#### [Material provided]
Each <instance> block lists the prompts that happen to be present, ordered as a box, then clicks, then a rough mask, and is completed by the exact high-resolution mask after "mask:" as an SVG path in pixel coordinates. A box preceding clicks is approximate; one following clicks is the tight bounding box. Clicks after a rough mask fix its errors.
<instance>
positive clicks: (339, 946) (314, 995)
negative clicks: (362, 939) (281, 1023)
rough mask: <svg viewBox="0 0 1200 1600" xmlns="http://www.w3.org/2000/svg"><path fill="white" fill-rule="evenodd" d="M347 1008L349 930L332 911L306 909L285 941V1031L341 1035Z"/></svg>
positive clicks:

* * *

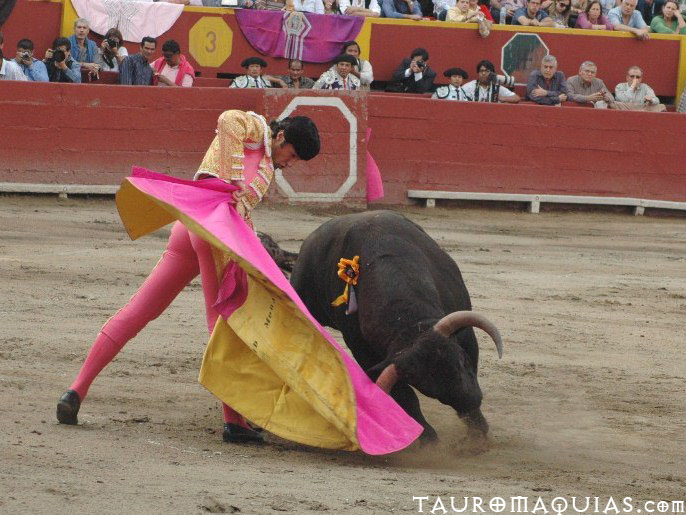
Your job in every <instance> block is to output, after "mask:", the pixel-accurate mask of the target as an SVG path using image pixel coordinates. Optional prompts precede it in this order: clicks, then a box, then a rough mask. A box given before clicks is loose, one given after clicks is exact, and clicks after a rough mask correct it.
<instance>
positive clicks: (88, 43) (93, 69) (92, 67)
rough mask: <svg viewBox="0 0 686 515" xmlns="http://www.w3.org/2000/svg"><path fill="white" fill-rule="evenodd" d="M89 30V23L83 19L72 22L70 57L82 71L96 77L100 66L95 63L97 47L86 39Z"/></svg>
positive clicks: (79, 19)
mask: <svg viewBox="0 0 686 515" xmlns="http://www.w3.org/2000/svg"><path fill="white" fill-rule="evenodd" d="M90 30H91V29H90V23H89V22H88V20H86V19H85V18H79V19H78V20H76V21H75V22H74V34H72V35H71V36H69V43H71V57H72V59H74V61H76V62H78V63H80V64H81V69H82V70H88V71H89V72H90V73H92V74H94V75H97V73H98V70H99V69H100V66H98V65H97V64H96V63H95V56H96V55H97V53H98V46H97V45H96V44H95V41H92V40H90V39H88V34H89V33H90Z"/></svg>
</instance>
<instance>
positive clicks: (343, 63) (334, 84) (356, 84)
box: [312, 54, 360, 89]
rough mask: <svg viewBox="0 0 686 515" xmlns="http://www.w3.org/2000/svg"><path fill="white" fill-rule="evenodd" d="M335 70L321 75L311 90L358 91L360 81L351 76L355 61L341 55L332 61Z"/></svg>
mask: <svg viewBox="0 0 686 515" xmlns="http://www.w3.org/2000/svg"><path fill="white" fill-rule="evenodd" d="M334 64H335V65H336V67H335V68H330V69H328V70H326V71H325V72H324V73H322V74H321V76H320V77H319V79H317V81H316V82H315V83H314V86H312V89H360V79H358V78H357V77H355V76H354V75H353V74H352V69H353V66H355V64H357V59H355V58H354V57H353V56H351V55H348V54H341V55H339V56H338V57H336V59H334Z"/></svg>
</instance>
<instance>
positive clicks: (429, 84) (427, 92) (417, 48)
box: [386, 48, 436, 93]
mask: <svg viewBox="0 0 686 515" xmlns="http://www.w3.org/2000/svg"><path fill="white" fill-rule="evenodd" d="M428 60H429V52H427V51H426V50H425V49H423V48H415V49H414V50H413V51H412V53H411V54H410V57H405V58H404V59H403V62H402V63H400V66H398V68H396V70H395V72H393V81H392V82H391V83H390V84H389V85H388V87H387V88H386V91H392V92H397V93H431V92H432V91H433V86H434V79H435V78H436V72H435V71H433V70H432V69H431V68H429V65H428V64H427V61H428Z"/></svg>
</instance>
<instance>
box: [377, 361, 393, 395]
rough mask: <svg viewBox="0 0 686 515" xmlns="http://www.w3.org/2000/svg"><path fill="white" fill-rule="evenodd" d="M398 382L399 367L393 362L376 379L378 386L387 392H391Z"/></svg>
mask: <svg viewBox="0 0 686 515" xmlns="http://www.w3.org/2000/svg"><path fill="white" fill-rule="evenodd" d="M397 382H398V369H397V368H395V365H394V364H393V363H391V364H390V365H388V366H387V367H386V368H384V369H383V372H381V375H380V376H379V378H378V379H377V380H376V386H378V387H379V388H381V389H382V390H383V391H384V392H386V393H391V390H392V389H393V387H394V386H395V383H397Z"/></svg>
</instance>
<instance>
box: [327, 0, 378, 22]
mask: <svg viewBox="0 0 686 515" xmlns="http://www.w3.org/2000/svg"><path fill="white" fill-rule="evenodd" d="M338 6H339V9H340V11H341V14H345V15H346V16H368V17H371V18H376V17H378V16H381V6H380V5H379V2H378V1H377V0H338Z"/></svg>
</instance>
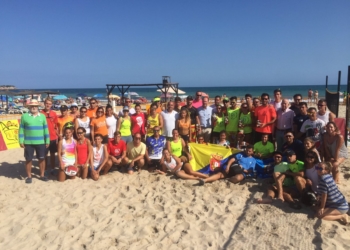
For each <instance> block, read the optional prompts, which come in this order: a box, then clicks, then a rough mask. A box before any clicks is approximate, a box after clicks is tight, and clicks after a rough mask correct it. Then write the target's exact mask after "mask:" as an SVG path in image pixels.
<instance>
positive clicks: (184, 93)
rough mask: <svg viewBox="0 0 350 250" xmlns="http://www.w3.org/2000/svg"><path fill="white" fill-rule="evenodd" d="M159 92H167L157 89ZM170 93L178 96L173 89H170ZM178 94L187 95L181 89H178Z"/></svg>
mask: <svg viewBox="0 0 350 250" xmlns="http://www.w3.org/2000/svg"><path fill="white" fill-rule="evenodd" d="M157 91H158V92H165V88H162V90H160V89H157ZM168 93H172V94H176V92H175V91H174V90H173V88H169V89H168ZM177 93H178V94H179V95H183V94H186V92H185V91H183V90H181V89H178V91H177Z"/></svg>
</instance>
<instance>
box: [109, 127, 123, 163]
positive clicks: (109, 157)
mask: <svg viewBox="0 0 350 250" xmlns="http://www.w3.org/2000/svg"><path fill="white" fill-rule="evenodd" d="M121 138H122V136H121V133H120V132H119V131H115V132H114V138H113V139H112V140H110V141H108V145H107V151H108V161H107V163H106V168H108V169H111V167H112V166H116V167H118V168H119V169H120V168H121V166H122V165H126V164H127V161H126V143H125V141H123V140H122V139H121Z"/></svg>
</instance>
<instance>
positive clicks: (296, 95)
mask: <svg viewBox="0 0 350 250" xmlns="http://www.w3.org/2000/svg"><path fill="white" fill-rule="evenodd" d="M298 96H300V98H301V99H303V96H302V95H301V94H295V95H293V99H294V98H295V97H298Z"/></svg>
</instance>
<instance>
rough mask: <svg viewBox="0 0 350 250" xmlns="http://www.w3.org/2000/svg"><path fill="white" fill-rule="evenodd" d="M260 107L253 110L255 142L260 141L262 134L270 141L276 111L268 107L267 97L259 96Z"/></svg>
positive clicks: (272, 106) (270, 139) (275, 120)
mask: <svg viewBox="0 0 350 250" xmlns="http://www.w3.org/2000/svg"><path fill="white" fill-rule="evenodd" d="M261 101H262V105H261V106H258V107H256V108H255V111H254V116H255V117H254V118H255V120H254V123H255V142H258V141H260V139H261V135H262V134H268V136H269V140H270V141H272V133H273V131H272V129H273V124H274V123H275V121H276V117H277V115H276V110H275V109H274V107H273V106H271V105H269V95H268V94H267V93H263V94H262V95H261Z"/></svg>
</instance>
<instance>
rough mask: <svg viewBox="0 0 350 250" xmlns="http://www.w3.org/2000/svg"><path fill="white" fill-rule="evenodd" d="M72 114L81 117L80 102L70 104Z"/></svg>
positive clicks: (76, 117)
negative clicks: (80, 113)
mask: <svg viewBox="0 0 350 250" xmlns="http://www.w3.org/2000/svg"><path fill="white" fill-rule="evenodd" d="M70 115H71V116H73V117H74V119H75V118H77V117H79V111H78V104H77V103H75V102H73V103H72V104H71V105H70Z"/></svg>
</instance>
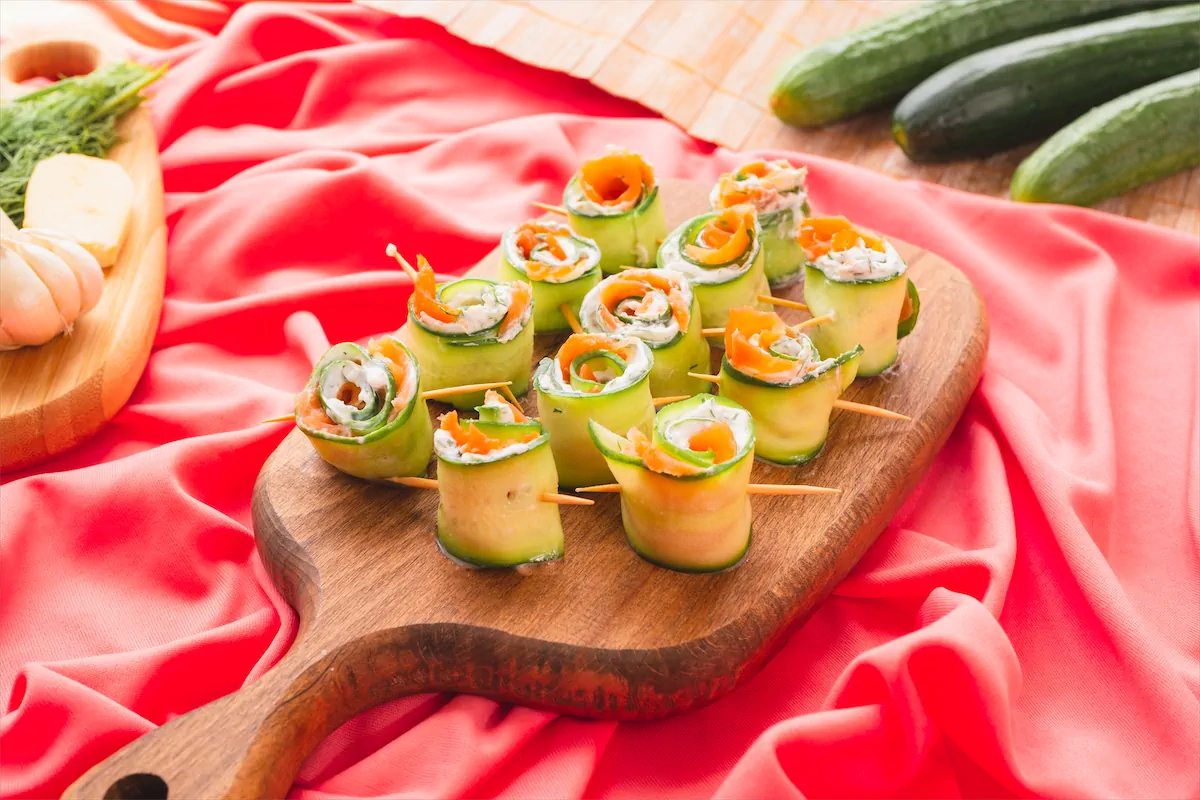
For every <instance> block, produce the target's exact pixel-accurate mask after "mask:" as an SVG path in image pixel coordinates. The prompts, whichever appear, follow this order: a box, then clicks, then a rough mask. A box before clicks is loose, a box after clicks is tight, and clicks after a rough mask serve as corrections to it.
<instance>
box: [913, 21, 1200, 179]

--

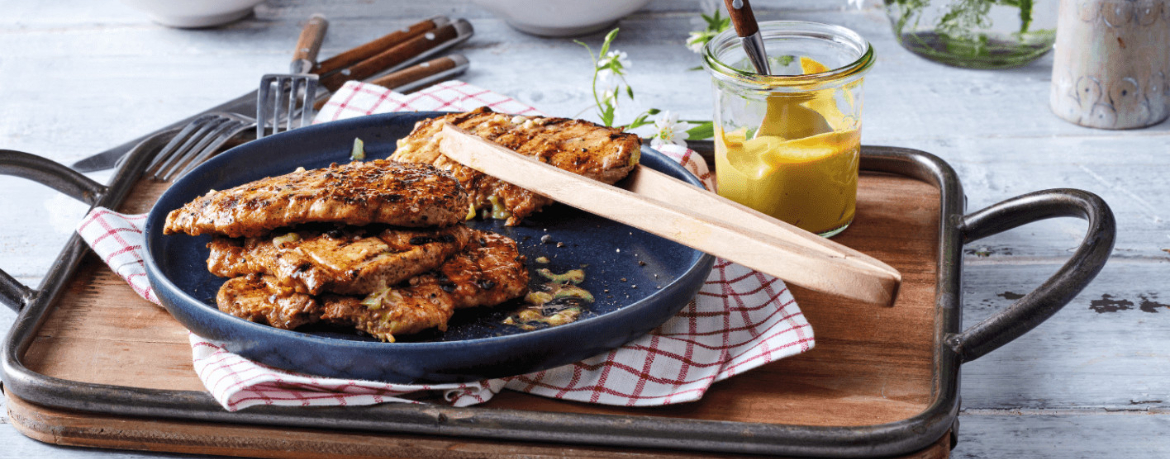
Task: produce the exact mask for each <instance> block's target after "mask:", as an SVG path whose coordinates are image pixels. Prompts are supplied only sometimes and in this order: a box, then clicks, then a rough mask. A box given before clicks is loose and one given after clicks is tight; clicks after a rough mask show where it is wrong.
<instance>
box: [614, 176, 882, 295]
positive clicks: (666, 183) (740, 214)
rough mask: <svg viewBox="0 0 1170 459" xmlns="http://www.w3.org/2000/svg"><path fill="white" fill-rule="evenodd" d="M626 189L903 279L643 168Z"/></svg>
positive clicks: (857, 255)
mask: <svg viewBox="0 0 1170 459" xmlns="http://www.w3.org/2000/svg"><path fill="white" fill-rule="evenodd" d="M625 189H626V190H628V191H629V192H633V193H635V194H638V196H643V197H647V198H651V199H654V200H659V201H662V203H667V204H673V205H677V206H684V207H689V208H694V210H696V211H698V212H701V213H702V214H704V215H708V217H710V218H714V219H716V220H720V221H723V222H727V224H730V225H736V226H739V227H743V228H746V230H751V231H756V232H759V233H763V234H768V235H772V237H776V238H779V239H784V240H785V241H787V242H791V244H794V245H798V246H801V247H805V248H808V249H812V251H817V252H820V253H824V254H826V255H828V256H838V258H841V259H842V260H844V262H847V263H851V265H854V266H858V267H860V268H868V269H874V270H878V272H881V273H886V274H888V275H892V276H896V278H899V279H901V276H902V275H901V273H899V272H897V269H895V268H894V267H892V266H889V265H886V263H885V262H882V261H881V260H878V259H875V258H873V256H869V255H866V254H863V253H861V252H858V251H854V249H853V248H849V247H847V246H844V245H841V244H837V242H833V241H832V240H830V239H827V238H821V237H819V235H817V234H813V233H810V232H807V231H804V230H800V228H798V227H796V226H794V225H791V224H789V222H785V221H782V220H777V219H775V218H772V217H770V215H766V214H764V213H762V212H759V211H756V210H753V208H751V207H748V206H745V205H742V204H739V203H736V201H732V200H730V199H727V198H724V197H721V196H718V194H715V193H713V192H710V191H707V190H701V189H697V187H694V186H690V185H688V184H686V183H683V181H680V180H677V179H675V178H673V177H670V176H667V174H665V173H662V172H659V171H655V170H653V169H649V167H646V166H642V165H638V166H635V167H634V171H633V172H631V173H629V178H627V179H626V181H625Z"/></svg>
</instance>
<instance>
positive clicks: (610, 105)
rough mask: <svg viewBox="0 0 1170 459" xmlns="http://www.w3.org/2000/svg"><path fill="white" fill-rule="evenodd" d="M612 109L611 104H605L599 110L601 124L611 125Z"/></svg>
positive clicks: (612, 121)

#### [Your assignment]
How many lines in the rows above contain the string "negative"? Reply with the number only.

#### [Answer for this exercise]
2